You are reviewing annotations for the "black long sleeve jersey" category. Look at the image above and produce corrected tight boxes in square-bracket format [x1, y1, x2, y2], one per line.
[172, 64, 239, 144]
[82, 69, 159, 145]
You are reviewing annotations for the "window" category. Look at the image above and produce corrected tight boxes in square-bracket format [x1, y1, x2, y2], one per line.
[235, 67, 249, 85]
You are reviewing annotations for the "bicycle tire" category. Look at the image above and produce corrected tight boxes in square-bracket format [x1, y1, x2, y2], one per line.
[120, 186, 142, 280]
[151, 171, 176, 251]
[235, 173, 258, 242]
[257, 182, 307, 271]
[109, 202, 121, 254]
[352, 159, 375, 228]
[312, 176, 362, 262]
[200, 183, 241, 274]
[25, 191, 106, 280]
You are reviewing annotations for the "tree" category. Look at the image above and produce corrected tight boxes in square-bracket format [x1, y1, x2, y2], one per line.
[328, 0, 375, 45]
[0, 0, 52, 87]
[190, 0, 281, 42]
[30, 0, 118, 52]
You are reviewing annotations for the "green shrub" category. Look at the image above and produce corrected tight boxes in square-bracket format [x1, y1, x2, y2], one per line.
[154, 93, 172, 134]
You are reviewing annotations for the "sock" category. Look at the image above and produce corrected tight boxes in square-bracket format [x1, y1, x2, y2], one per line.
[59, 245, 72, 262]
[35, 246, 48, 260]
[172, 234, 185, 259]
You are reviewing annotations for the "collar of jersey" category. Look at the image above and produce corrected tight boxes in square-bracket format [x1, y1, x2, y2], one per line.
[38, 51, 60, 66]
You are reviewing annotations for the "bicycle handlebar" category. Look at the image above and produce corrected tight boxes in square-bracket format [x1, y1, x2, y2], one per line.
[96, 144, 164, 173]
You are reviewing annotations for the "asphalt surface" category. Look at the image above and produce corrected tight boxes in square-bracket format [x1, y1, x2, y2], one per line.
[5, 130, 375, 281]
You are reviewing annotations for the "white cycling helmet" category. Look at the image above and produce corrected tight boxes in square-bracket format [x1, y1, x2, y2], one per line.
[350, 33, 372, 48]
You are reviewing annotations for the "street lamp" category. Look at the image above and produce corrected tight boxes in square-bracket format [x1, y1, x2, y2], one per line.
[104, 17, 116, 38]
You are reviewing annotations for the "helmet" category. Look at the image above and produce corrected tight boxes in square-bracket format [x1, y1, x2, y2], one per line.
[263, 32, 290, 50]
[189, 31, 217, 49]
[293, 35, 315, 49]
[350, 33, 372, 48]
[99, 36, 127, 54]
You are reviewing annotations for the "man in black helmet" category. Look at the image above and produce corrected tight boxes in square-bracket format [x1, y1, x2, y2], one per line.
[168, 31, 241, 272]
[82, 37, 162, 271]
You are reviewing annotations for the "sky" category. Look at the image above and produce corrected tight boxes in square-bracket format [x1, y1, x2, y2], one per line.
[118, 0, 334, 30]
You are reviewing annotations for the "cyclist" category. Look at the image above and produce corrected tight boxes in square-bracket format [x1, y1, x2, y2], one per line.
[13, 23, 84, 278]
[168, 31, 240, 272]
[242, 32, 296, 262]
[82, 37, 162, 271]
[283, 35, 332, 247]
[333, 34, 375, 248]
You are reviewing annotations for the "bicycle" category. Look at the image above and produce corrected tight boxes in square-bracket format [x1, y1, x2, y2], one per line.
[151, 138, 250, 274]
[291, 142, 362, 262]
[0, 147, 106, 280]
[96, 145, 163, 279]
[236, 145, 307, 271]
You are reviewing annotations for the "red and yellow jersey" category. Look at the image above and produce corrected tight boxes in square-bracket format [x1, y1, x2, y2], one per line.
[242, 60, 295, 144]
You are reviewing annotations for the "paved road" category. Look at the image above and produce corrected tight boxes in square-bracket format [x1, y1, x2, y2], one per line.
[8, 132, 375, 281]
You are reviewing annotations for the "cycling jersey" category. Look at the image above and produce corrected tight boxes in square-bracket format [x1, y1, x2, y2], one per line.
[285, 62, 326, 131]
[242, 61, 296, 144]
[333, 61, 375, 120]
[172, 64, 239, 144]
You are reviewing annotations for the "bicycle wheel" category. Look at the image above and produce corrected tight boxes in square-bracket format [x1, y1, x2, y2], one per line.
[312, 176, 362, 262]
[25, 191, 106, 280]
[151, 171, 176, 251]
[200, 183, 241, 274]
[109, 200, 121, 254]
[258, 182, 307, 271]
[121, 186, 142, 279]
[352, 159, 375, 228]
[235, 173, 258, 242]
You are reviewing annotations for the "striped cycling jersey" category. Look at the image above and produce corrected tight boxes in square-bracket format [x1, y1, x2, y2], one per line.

___

- **Aim**
How many lines in the rows above contain the string "jersey"? Case matters. Reply with the number only.

- **Solution to this task**
5